-------- LESETEXT

Dieser Deutung schloss sich auch Dr. Wolfgang Strengmann-Kuhn von Bündnis 90/Die Grünen an, wobei er im Rückblick auf die aktuelle Wahlperiode feststellte: "Der Anfang war gar nicht schlecht." Er meinte damit einen Antrag der Koalitionsfraktionen, in dem diese versprach, ein einheitliches Rentenrecht für Ost und West in dieser Legislatur einzuführen. Nach vier Jahren sei man von diesem Ziel aber meilenweit entfernt, kritisierte der grüne Rentenexperte und forderte, den Rentenwert Ost endlich auf den Rentenwert West anzuheben.
Die Absicht seiner Fraktion, bei einer solchen Anhebung gleichzeitig auf die Höherwertung der Ost-Einkommen zu verzichten, verteidigte er mit der Idee der Garantierente. Diese würde gerade Geringverdienern, allerdings in Ost und West, bei der Rente helfen.

----------------
-------- EXTRAHIERTE DATEN

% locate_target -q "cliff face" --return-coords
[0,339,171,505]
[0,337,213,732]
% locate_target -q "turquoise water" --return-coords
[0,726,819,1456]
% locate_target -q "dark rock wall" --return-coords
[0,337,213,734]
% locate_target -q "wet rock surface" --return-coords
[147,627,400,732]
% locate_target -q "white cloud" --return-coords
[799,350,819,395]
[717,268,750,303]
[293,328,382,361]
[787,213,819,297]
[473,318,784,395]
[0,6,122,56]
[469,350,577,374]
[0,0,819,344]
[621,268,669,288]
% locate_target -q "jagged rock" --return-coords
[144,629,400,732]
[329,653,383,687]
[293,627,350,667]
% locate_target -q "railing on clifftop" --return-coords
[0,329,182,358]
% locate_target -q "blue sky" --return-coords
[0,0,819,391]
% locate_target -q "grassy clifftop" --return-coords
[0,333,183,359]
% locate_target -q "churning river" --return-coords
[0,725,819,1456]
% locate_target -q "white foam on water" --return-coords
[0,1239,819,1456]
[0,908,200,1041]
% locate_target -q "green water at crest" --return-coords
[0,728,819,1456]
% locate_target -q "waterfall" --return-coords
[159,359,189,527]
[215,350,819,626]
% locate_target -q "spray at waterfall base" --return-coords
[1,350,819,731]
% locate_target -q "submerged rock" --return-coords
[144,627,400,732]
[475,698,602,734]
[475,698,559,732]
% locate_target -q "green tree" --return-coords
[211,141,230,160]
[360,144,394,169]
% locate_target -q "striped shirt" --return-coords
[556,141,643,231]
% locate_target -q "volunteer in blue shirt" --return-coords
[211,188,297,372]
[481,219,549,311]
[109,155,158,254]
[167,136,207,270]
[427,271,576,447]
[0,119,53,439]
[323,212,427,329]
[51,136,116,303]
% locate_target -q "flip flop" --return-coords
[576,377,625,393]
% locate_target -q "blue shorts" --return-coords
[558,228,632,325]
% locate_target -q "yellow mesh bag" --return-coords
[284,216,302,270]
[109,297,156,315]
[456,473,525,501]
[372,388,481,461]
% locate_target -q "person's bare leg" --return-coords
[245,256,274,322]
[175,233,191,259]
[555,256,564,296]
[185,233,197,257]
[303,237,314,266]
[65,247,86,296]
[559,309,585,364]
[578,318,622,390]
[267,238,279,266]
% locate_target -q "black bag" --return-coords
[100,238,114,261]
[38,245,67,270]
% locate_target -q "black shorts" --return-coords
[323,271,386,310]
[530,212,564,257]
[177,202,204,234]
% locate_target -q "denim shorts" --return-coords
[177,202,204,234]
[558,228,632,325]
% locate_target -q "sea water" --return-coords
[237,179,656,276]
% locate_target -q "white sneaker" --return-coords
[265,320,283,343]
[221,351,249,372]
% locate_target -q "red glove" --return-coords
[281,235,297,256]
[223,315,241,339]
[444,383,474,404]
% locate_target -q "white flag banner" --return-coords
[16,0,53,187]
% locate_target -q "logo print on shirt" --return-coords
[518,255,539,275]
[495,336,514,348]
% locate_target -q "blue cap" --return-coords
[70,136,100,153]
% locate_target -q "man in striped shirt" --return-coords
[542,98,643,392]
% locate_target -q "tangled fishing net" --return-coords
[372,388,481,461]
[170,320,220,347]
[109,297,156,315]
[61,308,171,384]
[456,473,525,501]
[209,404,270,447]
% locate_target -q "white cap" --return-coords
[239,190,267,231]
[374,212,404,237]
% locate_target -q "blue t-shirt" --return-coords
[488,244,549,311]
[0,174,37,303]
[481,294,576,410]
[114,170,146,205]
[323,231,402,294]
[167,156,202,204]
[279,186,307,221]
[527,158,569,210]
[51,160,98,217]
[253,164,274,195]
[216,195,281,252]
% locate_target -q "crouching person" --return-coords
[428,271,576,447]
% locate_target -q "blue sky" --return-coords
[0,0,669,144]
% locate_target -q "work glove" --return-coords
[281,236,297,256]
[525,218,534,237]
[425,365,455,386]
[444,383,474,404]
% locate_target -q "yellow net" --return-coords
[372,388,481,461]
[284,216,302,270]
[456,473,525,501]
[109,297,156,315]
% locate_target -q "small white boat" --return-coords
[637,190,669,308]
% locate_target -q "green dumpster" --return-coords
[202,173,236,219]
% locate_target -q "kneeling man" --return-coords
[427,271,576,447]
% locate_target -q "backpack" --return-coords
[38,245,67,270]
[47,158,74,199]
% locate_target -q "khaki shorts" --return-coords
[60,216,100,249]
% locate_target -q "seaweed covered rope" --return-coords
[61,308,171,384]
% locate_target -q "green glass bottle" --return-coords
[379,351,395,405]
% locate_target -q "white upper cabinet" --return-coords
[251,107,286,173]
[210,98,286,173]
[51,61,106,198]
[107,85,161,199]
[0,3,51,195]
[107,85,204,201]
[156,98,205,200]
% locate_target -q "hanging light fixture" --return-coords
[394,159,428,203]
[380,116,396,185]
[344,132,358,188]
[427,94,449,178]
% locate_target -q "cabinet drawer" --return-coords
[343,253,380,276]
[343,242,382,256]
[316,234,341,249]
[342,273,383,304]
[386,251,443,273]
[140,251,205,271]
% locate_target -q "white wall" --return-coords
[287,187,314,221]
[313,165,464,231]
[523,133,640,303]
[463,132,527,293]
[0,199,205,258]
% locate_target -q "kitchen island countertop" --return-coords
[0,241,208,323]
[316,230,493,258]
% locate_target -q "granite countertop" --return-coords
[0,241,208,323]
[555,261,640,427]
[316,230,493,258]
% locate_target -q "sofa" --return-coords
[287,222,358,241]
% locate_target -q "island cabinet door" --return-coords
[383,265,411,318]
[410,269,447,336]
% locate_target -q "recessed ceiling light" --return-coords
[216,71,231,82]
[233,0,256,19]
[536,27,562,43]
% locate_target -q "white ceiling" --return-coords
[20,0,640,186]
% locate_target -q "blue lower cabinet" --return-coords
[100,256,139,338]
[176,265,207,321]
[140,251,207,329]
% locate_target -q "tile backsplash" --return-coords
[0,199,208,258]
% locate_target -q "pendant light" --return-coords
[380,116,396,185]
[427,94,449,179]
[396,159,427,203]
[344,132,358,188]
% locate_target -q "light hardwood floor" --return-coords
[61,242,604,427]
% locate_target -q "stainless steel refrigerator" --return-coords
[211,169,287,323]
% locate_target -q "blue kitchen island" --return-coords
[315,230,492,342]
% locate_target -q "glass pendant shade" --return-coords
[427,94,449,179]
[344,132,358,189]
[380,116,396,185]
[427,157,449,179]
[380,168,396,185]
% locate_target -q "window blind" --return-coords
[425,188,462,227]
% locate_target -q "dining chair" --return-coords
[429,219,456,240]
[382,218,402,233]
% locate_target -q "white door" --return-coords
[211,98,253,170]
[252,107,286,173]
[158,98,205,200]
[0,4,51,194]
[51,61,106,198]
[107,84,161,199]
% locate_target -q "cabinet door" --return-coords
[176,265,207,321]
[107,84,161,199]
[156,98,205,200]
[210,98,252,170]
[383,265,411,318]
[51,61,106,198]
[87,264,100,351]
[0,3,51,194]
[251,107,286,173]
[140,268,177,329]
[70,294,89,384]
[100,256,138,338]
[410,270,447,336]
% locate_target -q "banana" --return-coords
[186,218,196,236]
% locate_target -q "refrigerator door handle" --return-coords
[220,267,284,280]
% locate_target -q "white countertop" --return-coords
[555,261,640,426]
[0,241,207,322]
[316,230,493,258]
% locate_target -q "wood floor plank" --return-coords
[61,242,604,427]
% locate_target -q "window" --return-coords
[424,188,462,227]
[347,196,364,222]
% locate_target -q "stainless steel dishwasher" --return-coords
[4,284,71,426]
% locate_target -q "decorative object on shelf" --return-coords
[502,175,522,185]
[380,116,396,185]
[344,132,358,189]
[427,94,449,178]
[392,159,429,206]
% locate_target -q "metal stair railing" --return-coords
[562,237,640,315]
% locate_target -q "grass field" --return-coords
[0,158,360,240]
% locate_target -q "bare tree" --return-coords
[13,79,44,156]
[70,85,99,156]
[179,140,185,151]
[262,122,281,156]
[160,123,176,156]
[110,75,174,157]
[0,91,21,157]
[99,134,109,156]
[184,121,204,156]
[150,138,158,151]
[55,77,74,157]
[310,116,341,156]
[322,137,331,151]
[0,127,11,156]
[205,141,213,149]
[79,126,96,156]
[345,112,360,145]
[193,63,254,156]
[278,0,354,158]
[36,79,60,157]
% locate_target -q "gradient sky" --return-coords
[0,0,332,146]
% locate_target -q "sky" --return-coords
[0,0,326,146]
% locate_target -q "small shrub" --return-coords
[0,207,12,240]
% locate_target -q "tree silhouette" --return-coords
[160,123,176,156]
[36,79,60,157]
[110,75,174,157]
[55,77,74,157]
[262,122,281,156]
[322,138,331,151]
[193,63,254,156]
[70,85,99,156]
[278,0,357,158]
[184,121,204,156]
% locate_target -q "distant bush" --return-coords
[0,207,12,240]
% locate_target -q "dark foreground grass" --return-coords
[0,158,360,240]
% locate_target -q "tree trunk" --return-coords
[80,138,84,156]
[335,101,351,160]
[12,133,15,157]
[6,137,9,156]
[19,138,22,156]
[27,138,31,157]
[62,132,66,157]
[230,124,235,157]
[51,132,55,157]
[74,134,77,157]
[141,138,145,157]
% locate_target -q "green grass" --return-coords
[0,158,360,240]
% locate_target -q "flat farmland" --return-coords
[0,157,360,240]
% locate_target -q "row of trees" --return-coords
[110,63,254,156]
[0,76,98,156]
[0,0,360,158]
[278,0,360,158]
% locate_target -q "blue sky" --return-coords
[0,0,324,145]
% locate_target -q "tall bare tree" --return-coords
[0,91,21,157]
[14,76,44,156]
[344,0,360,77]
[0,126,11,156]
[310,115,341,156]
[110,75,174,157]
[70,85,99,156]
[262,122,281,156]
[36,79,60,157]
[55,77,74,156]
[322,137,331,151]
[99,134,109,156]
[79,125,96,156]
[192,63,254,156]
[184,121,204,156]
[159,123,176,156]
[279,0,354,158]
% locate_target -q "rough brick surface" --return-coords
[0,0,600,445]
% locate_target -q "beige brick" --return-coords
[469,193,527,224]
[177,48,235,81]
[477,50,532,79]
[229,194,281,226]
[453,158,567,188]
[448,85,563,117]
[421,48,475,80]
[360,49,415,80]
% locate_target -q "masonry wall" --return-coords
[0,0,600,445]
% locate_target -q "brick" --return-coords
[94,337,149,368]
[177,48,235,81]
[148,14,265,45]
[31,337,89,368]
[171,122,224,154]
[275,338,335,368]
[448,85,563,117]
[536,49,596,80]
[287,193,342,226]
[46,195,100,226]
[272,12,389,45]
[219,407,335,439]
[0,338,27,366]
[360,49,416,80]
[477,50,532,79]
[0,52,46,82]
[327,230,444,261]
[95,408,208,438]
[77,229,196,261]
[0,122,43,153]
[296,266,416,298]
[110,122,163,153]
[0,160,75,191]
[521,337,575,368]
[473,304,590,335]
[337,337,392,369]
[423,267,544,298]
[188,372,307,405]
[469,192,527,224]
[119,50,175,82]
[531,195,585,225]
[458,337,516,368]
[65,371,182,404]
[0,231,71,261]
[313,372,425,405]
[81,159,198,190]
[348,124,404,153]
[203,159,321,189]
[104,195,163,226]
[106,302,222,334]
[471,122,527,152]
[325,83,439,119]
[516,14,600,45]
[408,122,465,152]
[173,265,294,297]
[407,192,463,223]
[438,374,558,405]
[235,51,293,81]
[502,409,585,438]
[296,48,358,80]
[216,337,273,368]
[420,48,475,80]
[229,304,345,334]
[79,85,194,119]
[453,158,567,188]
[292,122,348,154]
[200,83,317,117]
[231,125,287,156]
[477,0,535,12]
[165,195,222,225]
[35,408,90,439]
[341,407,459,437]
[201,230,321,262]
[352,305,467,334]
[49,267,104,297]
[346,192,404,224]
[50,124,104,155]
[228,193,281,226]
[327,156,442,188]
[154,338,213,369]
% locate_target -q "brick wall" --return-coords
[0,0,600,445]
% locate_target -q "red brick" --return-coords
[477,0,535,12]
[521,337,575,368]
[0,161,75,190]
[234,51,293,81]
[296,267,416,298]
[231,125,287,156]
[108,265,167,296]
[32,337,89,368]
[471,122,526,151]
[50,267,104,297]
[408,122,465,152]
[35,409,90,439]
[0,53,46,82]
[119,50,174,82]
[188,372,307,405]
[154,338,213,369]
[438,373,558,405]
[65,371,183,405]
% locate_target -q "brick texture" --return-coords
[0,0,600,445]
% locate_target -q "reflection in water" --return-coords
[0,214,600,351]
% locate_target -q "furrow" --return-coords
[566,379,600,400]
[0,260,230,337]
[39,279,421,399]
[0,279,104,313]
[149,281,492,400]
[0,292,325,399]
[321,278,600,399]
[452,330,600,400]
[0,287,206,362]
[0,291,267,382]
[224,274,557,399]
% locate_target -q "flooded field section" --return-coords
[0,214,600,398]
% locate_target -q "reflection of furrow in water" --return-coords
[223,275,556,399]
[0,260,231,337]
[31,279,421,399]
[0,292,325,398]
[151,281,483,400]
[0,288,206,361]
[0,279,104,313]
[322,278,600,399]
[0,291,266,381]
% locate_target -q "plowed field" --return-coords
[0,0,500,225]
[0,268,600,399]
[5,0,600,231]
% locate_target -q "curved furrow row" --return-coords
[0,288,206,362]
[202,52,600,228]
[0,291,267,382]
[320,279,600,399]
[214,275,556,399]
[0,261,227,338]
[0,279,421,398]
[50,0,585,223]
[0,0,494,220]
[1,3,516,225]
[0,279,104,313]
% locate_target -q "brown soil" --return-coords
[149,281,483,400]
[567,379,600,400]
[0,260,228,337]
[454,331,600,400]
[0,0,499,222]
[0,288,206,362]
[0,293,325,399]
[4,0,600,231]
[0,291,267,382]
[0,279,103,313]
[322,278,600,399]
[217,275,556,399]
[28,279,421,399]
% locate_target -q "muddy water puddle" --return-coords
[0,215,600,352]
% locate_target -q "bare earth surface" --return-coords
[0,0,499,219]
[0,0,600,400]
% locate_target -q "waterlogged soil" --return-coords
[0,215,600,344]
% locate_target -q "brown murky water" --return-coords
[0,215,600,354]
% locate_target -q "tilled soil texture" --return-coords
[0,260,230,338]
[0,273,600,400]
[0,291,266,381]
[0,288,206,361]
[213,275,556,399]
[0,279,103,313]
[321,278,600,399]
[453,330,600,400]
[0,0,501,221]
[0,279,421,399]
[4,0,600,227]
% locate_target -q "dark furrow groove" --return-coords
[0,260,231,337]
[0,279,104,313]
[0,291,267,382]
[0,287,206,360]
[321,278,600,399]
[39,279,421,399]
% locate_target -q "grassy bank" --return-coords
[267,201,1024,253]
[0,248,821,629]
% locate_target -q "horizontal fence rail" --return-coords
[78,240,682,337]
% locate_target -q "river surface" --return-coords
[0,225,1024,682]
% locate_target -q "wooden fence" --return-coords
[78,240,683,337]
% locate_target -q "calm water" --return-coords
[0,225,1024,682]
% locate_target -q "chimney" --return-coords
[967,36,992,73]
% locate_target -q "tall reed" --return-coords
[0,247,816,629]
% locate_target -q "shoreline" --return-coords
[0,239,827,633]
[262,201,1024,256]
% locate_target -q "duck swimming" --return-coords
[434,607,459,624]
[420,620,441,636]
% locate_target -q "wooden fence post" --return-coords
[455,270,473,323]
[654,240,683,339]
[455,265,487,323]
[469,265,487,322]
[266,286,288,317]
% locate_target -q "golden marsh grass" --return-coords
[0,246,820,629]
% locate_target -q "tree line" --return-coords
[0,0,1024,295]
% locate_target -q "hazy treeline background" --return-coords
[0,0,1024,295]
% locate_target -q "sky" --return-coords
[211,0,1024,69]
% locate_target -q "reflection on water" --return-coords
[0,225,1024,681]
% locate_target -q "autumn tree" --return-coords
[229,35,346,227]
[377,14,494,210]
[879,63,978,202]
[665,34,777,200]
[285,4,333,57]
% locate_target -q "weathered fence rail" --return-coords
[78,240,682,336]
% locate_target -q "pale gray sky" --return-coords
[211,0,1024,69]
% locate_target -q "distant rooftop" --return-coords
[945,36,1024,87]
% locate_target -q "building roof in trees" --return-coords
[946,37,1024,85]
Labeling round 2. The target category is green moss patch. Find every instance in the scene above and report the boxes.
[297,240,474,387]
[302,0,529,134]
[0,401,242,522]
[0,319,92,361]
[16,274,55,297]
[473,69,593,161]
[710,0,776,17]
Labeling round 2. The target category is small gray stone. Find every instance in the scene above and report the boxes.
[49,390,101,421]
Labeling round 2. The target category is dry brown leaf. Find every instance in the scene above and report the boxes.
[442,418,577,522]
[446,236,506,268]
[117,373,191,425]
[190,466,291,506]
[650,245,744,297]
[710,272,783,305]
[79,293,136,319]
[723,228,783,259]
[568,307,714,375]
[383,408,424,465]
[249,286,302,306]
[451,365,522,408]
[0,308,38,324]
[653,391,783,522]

----------------

**KURZE ÜBUNG 1:** Was forderte Strengmann-Kuhn laut dem Text zur Rentenangleichung für den Rentenwert Ost?
**KURZE ÜBUNG 2:**
Stimmen diese Aussagen mit dem Text zur Rentenangleichung überein? Antworte jeweils mit Ja oder Nein und zitiere die entscheidenden Worte.
(a) Strengmann-Kuhn bewertete den Anfang der Wahlperiode nicht negativ.
(b) Das einheitliche Rentenrecht für Ost und West wurde in der Wahlperiode bereits eingeführt.
(c) Die Garantierente würde nur Geringverdienern im Osten helfen.
**KURZE ÜBUNG 3:** Schreibe bitte den Text zur Rentenangleichung im Anschluss an seinen letzten Satz weiter.
Die Einträge haben mit dem Lesetext nichts zu tun.

**ERWARTETE AUSGABE 1:** Er forderte, den Rentenwert Ost endlich auf den Rentenwert West anzuheben.

**ERWARTETE AUSGABE 2:**
(a) Ja: „Der Anfang war gar nicht schlecht.“
(b) Nein: „Nach vier Jahren sei man von diesem Ziel aber meilenweit entfernt“
(c) Nein: „gerade Geringverdienern, allerdings in Ost und West“

**ERWARTETE AUSGABE 3:**
Dr. Heinrich L. Kolb unterstellte Linken und Grünen, nur "Demagogen und Einpeitscher" ans Pult gestellt zu haben. "Was Sie hier aus Wahlkampfzwecken auf den Tisch gelegt haben, ist unfinanzierbar", ärgerte sich der Liberale. Vielmehr sei es nötig, "mit langem Atem und fairen Konzepten" für die Rentner zu arbeiten.
Sympathie fand der Liberale dagegen für den Vorschlag, eine Lösung für die Rentenansprüche von aus der DDR Geflüchteten oder Ausgereisten zu finden. Dieses Problems sei sich die Koalition bewusst und arbeite an einer Lösung, so Kolb. (che/28.06.2013)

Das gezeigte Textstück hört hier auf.